- _SOURCE MATERIAL_:
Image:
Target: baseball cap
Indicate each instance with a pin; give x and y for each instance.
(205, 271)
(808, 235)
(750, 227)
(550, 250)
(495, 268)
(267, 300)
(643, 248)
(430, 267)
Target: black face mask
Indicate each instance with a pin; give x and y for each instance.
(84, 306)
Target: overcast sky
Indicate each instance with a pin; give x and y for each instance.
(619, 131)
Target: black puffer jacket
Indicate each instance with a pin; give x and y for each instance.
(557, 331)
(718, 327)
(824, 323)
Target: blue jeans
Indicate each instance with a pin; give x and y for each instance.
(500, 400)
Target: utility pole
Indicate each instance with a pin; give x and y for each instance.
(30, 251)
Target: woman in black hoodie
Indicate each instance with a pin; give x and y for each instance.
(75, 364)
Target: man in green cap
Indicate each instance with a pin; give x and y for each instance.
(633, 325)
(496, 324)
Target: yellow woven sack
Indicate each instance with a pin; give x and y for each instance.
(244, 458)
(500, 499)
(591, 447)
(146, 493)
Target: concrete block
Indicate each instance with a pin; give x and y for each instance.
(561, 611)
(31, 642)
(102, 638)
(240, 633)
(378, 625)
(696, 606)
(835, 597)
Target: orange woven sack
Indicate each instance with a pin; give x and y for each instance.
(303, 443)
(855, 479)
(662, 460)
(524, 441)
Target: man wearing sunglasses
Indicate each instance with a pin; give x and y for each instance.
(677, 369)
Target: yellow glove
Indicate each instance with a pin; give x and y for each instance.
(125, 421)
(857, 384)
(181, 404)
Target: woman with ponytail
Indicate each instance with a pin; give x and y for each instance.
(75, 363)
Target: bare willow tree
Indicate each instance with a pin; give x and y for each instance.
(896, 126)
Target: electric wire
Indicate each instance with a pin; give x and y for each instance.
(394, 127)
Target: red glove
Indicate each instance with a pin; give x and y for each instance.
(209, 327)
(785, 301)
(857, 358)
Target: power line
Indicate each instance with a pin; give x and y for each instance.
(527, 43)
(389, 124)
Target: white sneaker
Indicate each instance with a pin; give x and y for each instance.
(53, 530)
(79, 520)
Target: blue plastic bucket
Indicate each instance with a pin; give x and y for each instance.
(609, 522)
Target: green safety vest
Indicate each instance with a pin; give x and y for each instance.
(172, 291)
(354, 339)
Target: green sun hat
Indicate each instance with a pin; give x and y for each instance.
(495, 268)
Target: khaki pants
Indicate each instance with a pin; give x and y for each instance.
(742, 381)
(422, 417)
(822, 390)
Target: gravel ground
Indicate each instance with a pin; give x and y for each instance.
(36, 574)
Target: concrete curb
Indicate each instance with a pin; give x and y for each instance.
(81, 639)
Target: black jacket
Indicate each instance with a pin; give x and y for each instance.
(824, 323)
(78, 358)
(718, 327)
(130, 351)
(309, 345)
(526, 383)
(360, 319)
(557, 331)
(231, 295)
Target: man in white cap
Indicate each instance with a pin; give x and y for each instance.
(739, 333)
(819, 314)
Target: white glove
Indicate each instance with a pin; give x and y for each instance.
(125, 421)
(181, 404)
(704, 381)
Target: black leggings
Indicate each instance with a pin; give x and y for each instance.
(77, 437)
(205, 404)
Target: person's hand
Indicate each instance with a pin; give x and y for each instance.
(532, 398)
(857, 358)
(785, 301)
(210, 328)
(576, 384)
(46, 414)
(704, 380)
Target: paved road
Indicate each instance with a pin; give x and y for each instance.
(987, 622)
...
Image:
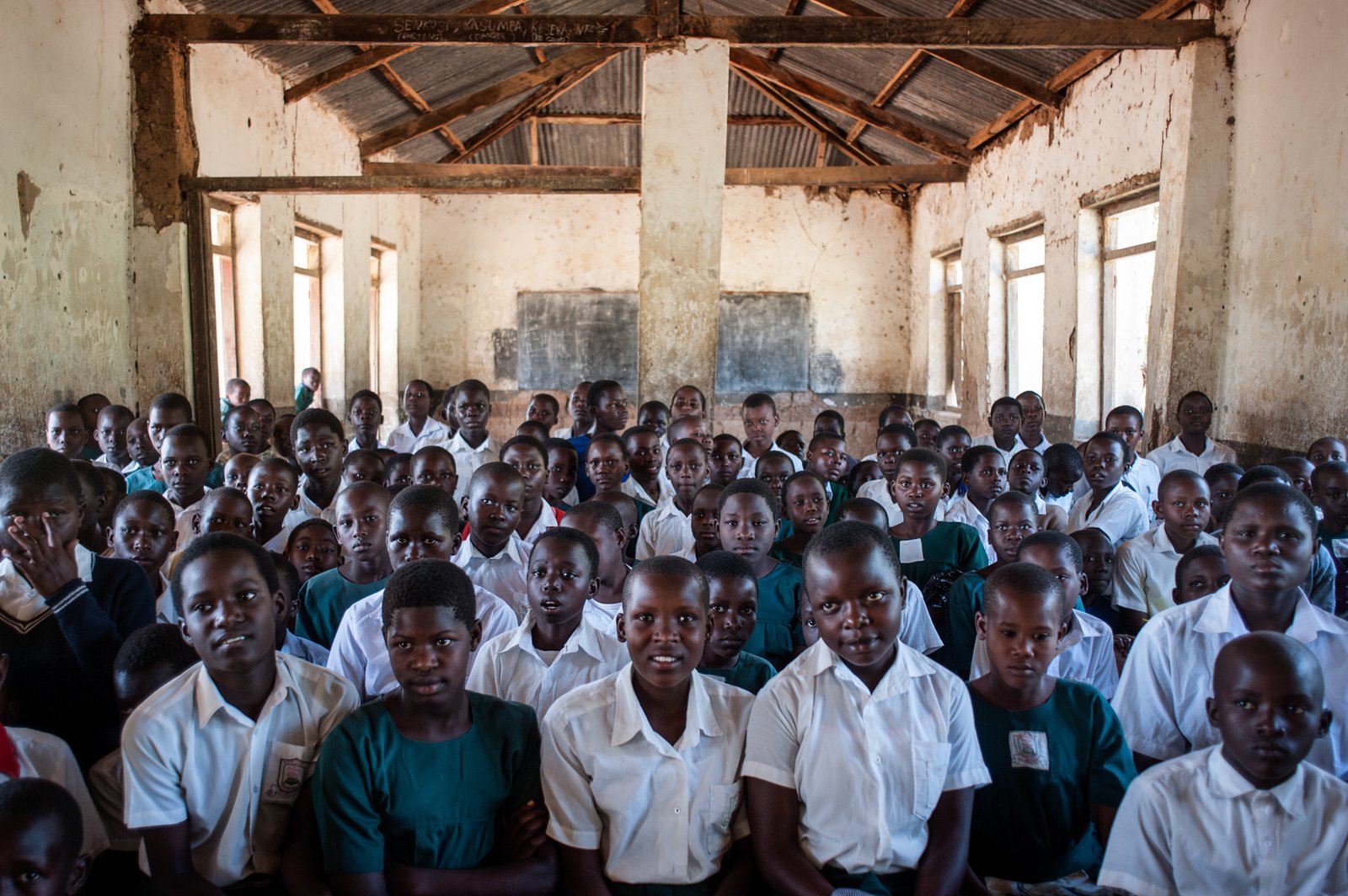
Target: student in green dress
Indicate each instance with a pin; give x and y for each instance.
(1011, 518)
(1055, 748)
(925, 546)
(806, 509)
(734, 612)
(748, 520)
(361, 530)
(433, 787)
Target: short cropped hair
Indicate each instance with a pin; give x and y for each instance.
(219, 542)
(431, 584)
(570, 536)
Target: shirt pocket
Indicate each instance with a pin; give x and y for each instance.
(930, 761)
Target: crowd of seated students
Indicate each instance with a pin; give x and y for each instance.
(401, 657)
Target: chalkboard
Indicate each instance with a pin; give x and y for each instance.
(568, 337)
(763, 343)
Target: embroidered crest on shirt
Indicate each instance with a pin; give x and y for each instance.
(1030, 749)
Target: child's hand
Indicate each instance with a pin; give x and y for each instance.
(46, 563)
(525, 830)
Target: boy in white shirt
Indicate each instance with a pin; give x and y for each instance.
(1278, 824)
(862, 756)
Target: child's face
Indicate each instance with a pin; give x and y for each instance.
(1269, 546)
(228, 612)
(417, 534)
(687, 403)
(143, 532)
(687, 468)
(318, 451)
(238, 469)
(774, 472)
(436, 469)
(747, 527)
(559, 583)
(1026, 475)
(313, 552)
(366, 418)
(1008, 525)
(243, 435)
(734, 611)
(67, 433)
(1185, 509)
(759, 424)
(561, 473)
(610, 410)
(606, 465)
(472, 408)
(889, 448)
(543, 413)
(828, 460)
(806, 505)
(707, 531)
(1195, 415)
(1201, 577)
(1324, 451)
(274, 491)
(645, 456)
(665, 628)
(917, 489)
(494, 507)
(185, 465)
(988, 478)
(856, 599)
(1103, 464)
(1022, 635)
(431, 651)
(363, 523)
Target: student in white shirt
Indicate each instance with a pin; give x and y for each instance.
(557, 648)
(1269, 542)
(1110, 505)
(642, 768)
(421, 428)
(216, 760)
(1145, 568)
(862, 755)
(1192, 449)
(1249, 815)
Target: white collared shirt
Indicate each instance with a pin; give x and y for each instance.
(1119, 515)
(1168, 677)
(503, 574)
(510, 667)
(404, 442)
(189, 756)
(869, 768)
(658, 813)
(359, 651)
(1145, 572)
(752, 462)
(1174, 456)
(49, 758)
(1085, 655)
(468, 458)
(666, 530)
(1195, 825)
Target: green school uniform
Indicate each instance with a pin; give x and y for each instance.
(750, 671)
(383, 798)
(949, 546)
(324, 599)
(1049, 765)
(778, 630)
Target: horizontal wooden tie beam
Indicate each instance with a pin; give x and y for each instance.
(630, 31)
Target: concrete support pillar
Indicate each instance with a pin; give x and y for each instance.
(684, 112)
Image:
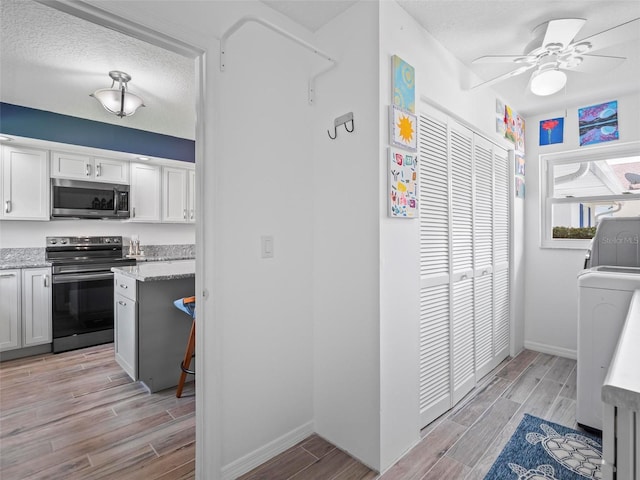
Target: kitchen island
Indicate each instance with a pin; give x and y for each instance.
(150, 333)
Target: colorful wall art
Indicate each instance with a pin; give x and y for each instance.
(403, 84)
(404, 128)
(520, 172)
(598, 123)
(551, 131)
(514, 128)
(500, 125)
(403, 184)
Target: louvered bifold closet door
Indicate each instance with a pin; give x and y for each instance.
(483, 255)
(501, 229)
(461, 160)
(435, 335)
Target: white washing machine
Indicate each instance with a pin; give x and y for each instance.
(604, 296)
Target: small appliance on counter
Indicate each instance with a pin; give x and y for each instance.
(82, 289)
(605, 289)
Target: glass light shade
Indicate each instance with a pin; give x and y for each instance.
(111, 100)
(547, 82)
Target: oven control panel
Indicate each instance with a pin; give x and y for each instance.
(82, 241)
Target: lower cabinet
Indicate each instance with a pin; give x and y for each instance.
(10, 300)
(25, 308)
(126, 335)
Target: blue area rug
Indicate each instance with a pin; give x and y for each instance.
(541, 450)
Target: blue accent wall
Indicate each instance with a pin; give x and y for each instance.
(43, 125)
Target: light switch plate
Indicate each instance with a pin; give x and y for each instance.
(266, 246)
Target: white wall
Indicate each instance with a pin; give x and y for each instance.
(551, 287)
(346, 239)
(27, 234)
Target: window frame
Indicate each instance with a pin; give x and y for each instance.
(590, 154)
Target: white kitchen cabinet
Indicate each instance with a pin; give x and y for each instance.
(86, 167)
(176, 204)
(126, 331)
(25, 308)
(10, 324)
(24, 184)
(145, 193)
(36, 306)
* * *
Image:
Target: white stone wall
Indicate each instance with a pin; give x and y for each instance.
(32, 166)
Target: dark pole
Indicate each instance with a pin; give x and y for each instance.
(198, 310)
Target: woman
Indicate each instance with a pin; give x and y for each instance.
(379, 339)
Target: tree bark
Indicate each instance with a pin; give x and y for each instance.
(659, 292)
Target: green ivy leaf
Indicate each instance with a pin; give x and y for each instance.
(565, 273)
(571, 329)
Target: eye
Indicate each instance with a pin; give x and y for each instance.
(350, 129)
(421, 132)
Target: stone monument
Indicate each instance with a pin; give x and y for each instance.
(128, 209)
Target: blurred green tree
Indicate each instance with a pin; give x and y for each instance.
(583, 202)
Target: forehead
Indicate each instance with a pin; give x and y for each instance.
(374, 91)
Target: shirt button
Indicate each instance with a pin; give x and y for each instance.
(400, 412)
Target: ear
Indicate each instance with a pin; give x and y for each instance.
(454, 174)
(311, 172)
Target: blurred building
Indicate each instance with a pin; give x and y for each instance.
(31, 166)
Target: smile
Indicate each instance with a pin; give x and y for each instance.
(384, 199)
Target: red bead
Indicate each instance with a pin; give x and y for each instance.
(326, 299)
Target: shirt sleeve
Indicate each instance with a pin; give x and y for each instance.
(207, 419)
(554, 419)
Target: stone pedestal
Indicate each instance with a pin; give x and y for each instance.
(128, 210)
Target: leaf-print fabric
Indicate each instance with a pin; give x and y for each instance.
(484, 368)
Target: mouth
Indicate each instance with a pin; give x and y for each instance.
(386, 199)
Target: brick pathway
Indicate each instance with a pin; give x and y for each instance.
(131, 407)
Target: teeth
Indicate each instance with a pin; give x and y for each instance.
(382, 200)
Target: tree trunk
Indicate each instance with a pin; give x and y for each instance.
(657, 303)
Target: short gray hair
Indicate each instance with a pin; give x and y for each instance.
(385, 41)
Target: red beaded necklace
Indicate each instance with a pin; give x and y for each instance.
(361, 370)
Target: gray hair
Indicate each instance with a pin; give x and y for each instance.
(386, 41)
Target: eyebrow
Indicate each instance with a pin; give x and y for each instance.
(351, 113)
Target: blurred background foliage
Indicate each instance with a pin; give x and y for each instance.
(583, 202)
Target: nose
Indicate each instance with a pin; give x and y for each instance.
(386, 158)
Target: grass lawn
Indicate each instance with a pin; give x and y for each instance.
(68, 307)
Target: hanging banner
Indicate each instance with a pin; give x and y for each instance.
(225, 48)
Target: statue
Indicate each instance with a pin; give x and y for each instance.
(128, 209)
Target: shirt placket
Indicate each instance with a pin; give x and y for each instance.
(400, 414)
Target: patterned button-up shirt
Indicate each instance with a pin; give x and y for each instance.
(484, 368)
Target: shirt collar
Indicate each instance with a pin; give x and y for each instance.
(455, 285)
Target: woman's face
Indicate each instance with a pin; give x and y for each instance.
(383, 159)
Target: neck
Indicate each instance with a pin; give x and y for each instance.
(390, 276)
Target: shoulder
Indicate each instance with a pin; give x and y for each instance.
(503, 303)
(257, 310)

- _TASK ITEM_:
If the word "jacket" appears in a line above, copy that line.

- _SOLUTION FOR THIS TASK_:
Target: black puffer jacket
Target: black jacket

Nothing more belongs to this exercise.